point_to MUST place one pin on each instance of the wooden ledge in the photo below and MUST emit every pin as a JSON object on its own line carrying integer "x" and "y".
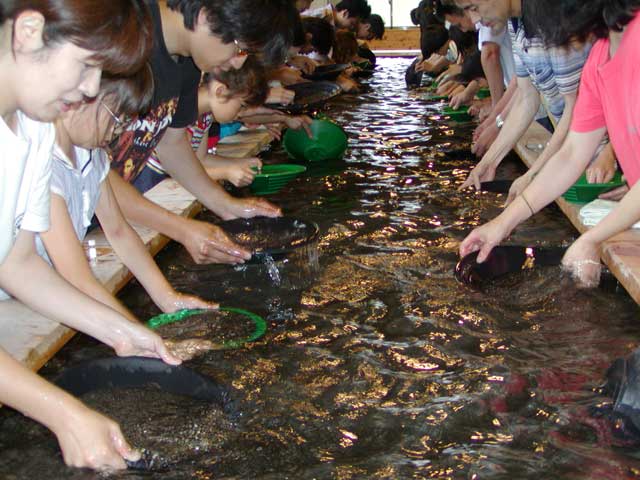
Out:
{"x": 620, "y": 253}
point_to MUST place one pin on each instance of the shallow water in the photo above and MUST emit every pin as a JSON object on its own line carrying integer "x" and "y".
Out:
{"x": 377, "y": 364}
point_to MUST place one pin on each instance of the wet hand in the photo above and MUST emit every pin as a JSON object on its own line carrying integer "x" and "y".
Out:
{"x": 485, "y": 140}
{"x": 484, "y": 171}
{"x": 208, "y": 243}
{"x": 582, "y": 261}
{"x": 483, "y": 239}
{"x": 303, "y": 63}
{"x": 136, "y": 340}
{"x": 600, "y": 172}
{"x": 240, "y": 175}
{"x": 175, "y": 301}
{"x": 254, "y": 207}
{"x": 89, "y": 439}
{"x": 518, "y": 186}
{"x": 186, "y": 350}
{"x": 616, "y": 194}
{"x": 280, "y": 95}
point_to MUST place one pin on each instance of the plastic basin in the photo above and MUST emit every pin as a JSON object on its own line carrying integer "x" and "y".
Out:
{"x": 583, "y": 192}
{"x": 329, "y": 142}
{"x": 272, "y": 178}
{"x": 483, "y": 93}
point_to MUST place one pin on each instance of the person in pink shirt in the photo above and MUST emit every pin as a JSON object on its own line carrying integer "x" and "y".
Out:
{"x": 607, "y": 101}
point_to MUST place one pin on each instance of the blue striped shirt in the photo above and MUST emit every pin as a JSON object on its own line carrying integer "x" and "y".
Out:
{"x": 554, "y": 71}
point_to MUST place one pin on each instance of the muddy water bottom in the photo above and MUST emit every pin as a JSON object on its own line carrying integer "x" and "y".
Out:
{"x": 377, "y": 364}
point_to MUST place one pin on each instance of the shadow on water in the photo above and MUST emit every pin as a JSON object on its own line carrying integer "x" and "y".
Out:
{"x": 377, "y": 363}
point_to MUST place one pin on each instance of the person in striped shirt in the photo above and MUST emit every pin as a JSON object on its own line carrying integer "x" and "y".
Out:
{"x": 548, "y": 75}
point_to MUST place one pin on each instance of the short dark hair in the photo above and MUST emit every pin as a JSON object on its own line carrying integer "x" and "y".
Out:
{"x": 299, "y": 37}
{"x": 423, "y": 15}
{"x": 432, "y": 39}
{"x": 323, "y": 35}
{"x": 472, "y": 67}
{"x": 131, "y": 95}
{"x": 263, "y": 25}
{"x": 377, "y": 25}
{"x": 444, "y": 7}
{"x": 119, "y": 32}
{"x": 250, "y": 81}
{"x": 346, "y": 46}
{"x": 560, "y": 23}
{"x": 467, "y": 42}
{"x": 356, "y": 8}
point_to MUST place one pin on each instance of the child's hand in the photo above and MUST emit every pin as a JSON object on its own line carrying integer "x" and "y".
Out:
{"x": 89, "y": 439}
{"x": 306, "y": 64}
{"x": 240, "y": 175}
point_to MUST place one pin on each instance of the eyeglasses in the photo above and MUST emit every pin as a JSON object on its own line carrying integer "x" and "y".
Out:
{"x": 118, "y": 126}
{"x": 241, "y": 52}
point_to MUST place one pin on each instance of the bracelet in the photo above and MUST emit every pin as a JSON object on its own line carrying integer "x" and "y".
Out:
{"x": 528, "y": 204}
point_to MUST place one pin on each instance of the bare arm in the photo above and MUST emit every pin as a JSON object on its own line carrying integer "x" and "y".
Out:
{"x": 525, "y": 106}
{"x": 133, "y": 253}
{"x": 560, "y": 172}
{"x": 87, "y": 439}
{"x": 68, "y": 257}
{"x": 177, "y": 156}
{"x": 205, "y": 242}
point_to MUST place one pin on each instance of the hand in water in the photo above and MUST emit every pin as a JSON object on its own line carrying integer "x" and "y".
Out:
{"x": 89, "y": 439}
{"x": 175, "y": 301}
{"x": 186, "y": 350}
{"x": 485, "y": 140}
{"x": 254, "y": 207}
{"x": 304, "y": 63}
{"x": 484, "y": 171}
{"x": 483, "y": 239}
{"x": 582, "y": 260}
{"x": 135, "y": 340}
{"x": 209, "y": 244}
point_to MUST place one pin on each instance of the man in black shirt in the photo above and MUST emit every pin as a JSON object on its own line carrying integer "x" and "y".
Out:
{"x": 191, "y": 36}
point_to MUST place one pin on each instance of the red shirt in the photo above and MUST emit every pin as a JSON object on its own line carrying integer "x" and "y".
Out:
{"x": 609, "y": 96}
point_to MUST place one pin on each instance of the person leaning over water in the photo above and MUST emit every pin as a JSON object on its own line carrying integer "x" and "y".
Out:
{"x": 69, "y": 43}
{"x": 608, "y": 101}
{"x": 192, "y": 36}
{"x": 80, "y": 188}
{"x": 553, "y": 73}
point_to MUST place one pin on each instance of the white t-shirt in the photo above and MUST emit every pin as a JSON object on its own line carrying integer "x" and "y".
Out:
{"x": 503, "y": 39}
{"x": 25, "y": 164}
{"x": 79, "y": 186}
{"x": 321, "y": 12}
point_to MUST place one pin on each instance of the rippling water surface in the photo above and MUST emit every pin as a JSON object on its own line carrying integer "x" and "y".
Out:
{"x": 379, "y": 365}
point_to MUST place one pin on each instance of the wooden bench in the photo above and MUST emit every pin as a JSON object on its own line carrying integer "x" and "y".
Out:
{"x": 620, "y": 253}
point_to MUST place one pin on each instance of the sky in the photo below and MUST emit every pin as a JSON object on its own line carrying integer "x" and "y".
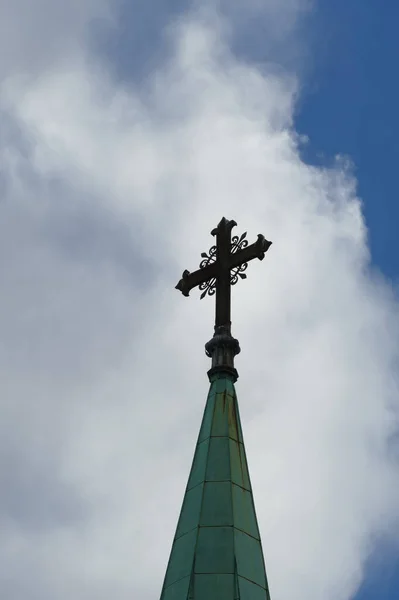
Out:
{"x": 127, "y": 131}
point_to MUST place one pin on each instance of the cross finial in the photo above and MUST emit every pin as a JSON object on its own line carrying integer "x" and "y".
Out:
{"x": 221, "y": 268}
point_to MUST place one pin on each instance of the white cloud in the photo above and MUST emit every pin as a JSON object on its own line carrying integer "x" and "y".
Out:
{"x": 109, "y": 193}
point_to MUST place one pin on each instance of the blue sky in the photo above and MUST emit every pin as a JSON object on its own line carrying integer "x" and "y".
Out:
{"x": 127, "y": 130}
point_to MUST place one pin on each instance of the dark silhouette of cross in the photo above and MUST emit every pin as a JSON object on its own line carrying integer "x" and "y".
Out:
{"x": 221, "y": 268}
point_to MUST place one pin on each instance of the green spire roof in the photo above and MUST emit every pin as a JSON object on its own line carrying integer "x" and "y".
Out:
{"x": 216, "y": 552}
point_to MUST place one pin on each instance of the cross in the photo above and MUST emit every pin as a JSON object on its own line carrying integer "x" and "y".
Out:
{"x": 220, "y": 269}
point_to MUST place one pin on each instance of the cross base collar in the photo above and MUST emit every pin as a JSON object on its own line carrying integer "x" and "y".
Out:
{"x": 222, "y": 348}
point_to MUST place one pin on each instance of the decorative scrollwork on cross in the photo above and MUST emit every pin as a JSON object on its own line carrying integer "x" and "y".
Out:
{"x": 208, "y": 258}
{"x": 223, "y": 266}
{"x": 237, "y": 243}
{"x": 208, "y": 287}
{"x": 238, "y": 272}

# [What is asked]
Lay out every line of the data above as a Markdown table with the columns "Row" and "Line". Put the row number in the first column and the line in the second, skip blank lines, and omit the pictures.

# [Problem solution]
| Row | Line |
|---|---|
| 1 | point_to MUST place one pin on each instance of the wooden ledge in the photo below and MUST emit every pin as a JSON object on its own line carrying integer "x" and "y". |
| 2 | Out: |
| 3 | {"x": 620, "y": 253} |
| 4 | point_to MUST place one pin on each instance of the shallow water in the photo above and MUST emit every pin as a JSON object on its own line carrying integer "x" and "y". |
| 5 | Out: |
| 6 | {"x": 377, "y": 364} |
| 7 | point_to MUST place one pin on each instance of the wet hand in the photo above and MUST emit every pin as a JSON object on its own line carrying integer "x" and "y". |
| 8 | Out: |
| 9 | {"x": 485, "y": 140} |
| 10 | {"x": 484, "y": 171} |
| 11 | {"x": 208, "y": 243} |
| 12 | {"x": 582, "y": 261} |
| 13 | {"x": 483, "y": 239} |
| 14 | {"x": 303, "y": 63} |
| 15 | {"x": 136, "y": 340} |
| 16 | {"x": 600, "y": 172} |
| 17 | {"x": 240, "y": 175} |
| 18 | {"x": 175, "y": 301} |
| 19 | {"x": 254, "y": 207} |
| 20 | {"x": 89, "y": 439} |
| 21 | {"x": 518, "y": 186} |
| 22 | {"x": 186, "y": 350} |
| 23 | {"x": 616, "y": 194} |
| 24 | {"x": 280, "y": 95} |
| 25 | point_to MUST place one pin on each instance of the plastic basin in the photo above and MUST emit every pin as a JSON object on its own line carrying integer "x" and "y". |
| 26 | Out: |
| 27 | {"x": 583, "y": 192} |
| 28 | {"x": 329, "y": 142} |
| 29 | {"x": 272, "y": 178} |
| 30 | {"x": 483, "y": 93} |
| 31 | point_to MUST place one pin on each instance of the person in pink shirt in the photo above and MUST emit every pin as a JSON object on its own line carrying integer "x" and "y". |
| 32 | Out: |
| 33 | {"x": 607, "y": 101} |
| 34 | point_to MUST place one pin on each instance of the blue striped shirt in the photo above and MUST emit every pin as a JSON object on its own line carrying integer "x" and "y". |
| 35 | Out: |
| 36 | {"x": 554, "y": 71} |
| 37 | point_to MUST place one pin on each instance of the muddy water bottom in the photo above and MUST emit every pin as a JSON object on its own line carrying integer "x" and "y". |
| 38 | Out: |
| 39 | {"x": 377, "y": 364} |
| 40 | point_to MUST place one pin on each instance of the shadow on water in the photo above and MUST emit every pin as a JSON object on its own line carrying integer "x" and "y". |
| 41 | Out: |
| 42 | {"x": 377, "y": 363} |
| 43 | point_to MUST place one pin on each instance of the person in striped shirt in the photo above and MUST emit every pin as a JSON object on its own line carrying integer "x" and "y". |
| 44 | Out: |
| 45 | {"x": 548, "y": 75} |
| 46 | point_to MUST place one pin on each instance of the short dark hair in the photo above and MUST emit every pin as a JSON object on its own line carrying integer "x" and "y". |
| 47 | Out: |
| 48 | {"x": 299, "y": 37} |
| 49 | {"x": 423, "y": 15} |
| 50 | {"x": 432, "y": 39} |
| 51 | {"x": 323, "y": 35} |
| 52 | {"x": 472, "y": 67} |
| 53 | {"x": 131, "y": 95} |
| 54 | {"x": 263, "y": 25} |
| 55 | {"x": 377, "y": 25} |
| 56 | {"x": 444, "y": 7} |
| 57 | {"x": 119, "y": 32} |
| 58 | {"x": 250, "y": 81} |
| 59 | {"x": 346, "y": 46} |
| 60 | {"x": 560, "y": 23} |
| 61 | {"x": 467, "y": 42} |
| 62 | {"x": 356, "y": 8} |
| 63 | point_to MUST place one pin on each instance of the child's hand in the photo above and MUST emit every pin as a JSON object on its own line carrying integer "x" and "y". |
| 64 | Out: |
| 65 | {"x": 89, "y": 439} |
| 66 | {"x": 306, "y": 64} |
| 67 | {"x": 240, "y": 175} |
| 68 | point_to MUST place one pin on each instance of the eyeglasses in the photo above and MUST emit every pin as a JSON object on its own line carrying integer "x" and "y". |
| 69 | Out: |
| 70 | {"x": 118, "y": 126} |
| 71 | {"x": 241, "y": 52} |
| 72 | point_to MUST place one pin on each instance of the bracelet in the photo above and MUST emit every pin as a JSON object on its own line carrying integer "x" and "y". |
| 73 | Out: |
| 74 | {"x": 528, "y": 204} |
| 75 | point_to MUST place one pin on each instance of the bare arm in the photo above and MUST emit every pin as a JSON object on its own line carrying integer "x" and "y". |
| 76 | Out: |
| 77 | {"x": 525, "y": 106} |
| 78 | {"x": 133, "y": 253} |
| 79 | {"x": 560, "y": 172} |
| 80 | {"x": 87, "y": 439} |
| 81 | {"x": 68, "y": 257} |
| 82 | {"x": 177, "y": 156} |
| 83 | {"x": 205, "y": 242} |
| 84 | point_to MUST place one pin on each instance of the hand in water in the photo above and MUST emit every pin as a JSON object on its own line carrying integer "x" and "y". |
| 85 | Out: |
| 86 | {"x": 89, "y": 439} |
| 87 | {"x": 175, "y": 301} |
| 88 | {"x": 186, "y": 350} |
| 89 | {"x": 485, "y": 140} |
| 90 | {"x": 254, "y": 207} |
| 91 | {"x": 304, "y": 63} |
| 92 | {"x": 484, "y": 171} |
| 93 | {"x": 483, "y": 239} |
| 94 | {"x": 582, "y": 260} |
| 95 | {"x": 135, "y": 340} |
| 96 | {"x": 209, "y": 244} |
| 97 | point_to MUST place one pin on each instance of the man in black shirt in the photo above and MUST emit every pin as a JSON object on its own line carrying integer "x" and "y". |
| 98 | Out: |
| 99 | {"x": 191, "y": 36} |
| 100 | point_to MUST place one pin on each instance of the red shirt in the photo above and MUST emit every pin as a JSON object on its own line carrying integer "x" and "y". |
| 101 | Out: |
| 102 | {"x": 609, "y": 96} |
| 103 | point_to MUST place one pin on each instance of the person leaning over water in the photo above and MUST emit every pin as a JSON object on its own line carrying integer "x" and "y". |
| 104 | Out: |
| 105 | {"x": 69, "y": 43} |
| 106 | {"x": 608, "y": 101} |
| 107 | {"x": 192, "y": 36} |
| 108 | {"x": 80, "y": 188} |
| 109 | {"x": 553, "y": 73} |
| 110 | point_to MUST place one pin on each instance of the white t-shirt in the photo above and MUST emit every pin as a JSON object on its own line carrying integer "x" and "y". |
| 111 | Out: |
| 112 | {"x": 503, "y": 39} |
| 113 | {"x": 25, "y": 164} |
| 114 | {"x": 79, "y": 186} |
| 115 | {"x": 321, "y": 12} |
| 116 | point_to MUST place one pin on each instance of the rippling water surface in the photo above and MUST emit every pin as a JSON object on its own line carrying integer "x" and "y". |
| 117 | Out: |
| 118 | {"x": 379, "y": 365} |
| 119 | point_to MUST place one pin on each instance of the wooden bench in the photo above and MUST emit every pin as a JSON object on its own line carrying integer "x" and "y". |
| 120 | Out: |
| 121 | {"x": 620, "y": 253} |
| 122 | point_to MUST place one pin on each instance of the sky in the photo below and MUST emit every pin as a JSON object on its own line carrying integer "x" and "y". |
| 123 | Out: |
| 124 | {"x": 127, "y": 131} |
| 125 | point_to MUST place one pin on each instance of the cross finial in the photo above and MUST emit every pin as a JSON object on its own line carrying integer "x" and "y". |
| 126 | Out: |
| 127 | {"x": 221, "y": 268} |
| 128 | point_to MUST place one pin on each instance of the white cloud in the photo above and MUST emit every pin as a JSON object on its own line carrying integer "x" and "y". |
| 129 | Out: |
| 130 | {"x": 109, "y": 193} |
| 131 | point_to MUST place one pin on each instance of the blue sky in the photo above and MUST emit every pin as a JSON object on its own line carrying integer "x" and "y". |
| 132 | Out: |
| 133 | {"x": 127, "y": 130} |
| 134 | point_to MUST place one pin on each instance of the dark silhouette of cross in the photo above and MUST emit every pin as a JSON object on its own line carrying integer "x" and "y". |
| 135 | Out: |
| 136 | {"x": 221, "y": 268} |
| 137 | point_to MUST place one pin on each instance of the green spire roof in the photo above and MUST emit every pin as a JSON object on its own line carrying integer "x" and "y". |
| 138 | Out: |
| 139 | {"x": 216, "y": 552} |
| 140 | point_to MUST place one pin on each instance of the cross in the photo above and MUST emit every pin as a JSON object on its own line carrying integer "x" and "y". |
| 141 | Out: |
| 142 | {"x": 220, "y": 269} |
| 143 | point_to MUST place one pin on each instance of the cross base collar in the photo above and MUST emit every pin as a JSON object on its own line carrying integer "x" and "y". |
| 144 | Out: |
| 145 | {"x": 222, "y": 348} |
| 146 | point_to MUST place one pin on each instance of the decorative scrollwork on cross in the photo above and MUST emit every pin as a JSON object on its own line carrying integer "x" and "y". |
| 147 | Out: |
| 148 | {"x": 208, "y": 258} |
| 149 | {"x": 223, "y": 266} |
| 150 | {"x": 237, "y": 243} |
| 151 | {"x": 208, "y": 287} |
| 152 | {"x": 238, "y": 272} |